- Goal of the exercise
Reproduce the line that holds "A note for the class: find the mulch" together with all the lines after it up to the end of the entries.

- Available data
◇ ◇ ◇ ◇ ◇

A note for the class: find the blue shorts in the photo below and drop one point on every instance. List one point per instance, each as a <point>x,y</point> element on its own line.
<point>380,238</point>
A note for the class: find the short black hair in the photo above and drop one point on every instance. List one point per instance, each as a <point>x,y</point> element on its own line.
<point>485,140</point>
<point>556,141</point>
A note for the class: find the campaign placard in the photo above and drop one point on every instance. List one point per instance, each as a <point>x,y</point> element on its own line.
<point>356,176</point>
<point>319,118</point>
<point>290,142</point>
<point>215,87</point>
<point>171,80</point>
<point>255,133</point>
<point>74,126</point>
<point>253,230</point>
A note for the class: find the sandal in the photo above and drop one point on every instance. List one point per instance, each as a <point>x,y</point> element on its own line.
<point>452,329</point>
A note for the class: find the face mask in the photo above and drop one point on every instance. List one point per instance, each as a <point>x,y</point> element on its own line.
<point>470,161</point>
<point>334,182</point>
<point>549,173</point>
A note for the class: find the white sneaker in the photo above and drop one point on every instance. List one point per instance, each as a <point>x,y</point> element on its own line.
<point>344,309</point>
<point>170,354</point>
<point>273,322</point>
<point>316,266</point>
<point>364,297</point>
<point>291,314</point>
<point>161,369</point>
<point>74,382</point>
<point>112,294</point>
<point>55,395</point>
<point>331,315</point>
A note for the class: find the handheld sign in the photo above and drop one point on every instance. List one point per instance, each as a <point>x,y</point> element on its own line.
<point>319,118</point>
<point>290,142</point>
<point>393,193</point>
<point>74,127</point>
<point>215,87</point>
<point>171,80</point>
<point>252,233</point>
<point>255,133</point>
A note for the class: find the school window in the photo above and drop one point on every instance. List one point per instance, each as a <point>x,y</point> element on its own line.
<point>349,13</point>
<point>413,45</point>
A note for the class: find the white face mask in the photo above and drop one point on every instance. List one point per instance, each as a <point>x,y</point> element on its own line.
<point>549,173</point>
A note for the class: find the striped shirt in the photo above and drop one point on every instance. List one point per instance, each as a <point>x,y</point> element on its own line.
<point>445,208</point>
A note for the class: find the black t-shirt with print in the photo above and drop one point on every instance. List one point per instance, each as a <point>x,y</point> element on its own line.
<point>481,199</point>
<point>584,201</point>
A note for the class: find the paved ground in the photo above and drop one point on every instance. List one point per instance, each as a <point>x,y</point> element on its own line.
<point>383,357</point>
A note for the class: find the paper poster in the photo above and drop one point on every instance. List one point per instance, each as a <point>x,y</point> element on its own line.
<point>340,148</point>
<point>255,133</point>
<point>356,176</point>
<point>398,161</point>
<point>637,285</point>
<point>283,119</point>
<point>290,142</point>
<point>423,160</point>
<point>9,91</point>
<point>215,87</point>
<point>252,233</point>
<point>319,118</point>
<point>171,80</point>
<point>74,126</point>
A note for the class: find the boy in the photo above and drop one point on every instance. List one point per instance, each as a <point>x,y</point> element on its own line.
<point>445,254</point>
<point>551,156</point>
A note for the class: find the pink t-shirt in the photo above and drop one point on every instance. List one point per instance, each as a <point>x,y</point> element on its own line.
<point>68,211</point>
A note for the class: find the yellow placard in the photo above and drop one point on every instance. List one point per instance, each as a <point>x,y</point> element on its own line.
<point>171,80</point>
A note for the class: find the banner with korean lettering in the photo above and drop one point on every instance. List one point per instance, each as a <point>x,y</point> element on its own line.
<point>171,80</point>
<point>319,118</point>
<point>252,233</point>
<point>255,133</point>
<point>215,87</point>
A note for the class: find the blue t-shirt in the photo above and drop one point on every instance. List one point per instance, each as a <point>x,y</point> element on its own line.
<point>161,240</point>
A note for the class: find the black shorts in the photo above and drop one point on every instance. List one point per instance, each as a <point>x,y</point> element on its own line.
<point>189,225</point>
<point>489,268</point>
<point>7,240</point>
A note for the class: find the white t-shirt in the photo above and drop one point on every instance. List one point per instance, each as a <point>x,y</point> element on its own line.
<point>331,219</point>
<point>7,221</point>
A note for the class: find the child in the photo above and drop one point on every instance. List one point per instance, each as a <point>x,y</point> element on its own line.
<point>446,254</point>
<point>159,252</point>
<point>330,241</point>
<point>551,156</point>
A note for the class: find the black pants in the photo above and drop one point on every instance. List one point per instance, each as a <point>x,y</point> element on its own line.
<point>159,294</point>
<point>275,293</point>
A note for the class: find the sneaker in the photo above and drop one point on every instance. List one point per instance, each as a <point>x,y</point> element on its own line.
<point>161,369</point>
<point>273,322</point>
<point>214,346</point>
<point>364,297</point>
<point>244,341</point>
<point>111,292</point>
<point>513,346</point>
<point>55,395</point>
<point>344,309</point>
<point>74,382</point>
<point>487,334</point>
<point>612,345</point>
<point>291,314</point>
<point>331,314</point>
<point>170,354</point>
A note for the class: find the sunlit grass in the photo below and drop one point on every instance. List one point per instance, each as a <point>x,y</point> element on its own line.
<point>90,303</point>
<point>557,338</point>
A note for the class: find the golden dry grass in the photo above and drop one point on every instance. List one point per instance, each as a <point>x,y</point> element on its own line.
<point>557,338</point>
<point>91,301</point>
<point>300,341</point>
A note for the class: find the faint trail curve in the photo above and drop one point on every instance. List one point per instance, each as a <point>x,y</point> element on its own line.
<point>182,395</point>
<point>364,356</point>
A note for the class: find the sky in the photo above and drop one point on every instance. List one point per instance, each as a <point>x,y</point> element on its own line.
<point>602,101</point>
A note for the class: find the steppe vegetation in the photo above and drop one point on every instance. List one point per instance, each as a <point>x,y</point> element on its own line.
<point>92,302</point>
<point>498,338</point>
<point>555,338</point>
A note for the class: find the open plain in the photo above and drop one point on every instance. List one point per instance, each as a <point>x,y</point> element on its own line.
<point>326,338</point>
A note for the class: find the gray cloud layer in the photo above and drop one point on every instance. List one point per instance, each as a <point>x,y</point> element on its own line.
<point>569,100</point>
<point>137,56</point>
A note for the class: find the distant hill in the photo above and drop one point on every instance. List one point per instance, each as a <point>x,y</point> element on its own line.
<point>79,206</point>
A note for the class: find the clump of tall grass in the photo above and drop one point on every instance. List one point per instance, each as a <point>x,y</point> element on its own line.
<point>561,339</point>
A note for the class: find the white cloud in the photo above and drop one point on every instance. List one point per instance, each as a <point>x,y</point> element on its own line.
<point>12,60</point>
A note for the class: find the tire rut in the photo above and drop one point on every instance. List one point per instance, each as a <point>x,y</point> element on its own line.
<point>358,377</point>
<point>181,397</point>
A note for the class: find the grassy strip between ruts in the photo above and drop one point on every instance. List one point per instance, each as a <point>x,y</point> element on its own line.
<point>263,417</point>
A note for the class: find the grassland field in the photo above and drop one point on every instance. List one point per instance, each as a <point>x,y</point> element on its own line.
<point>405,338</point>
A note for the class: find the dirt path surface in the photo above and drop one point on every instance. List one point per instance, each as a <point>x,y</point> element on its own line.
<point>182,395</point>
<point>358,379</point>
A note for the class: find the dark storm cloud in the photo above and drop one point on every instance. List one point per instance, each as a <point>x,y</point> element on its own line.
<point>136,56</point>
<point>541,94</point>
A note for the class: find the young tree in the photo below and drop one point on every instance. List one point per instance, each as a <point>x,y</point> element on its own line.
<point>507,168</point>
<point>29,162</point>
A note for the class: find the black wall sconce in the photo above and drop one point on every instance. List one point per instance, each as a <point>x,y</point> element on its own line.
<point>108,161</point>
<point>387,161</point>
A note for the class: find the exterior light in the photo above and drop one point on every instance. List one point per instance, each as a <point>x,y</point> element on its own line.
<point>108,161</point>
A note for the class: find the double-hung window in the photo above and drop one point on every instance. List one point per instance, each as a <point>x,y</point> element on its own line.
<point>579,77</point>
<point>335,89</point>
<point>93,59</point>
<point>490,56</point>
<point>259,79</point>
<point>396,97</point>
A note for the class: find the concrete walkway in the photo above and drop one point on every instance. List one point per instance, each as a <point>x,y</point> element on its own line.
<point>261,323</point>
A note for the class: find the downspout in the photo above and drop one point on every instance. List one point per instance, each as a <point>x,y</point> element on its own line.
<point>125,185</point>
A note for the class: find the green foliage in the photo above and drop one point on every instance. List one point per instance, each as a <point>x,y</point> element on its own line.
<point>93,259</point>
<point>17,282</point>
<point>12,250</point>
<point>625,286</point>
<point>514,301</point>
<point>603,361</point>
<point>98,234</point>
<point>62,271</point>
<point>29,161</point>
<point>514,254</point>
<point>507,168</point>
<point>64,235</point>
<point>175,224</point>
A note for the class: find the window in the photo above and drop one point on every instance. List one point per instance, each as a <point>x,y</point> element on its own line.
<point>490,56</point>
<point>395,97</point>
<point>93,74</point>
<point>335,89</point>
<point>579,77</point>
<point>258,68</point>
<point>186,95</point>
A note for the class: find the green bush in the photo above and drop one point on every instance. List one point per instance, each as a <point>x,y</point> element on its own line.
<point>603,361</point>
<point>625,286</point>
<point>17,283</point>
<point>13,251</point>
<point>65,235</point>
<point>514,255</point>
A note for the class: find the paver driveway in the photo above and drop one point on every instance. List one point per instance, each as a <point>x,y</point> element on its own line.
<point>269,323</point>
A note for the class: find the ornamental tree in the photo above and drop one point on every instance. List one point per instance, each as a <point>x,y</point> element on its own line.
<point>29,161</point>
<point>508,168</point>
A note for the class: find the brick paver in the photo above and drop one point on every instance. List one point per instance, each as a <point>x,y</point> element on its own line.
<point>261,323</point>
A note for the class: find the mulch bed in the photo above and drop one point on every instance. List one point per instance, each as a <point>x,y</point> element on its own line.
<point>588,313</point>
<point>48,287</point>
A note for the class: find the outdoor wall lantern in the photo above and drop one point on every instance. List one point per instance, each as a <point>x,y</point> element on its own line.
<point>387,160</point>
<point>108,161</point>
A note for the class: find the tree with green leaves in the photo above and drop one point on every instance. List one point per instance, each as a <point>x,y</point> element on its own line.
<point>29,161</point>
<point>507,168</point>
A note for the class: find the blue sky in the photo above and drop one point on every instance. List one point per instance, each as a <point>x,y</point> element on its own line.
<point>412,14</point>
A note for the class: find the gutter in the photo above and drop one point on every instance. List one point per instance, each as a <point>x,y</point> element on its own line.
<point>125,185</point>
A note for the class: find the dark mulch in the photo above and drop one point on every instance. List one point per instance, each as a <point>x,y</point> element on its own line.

◇ ◇ ◇ ◇ ◇

- Finished exercise
A note for the class: find the mulch bed in the photo above and drop one point on every instance. List one point per instance, each as a <point>x,y</point> element on its own line.
<point>588,313</point>
<point>48,287</point>
A note for the class: find the outdoor wall lantern in the photo above and drop one point on every instance. List one point per instance, each as a <point>x,y</point> element on its own line.
<point>387,160</point>
<point>108,161</point>
A note for the class: find the tree with green leaves in the photo above and drop one point on every instance. List one point per instance, each as a <point>x,y</point> element on its own line.
<point>29,161</point>
<point>507,168</point>
A note for the class: find the blue sky in the photo above and drop one point on every instance. List one point per instance, each as a <point>x,y</point> element on its own line.
<point>412,14</point>
A note for the class: find the gutter in the photo above and drop one point on every instance. List one point per instance, each as a <point>x,y</point> element on its own line.
<point>125,185</point>
A note for the class: find the dark mulch in the photo above and drop one point on every instance. List one point per instance, each as a <point>x,y</point> element on its own line.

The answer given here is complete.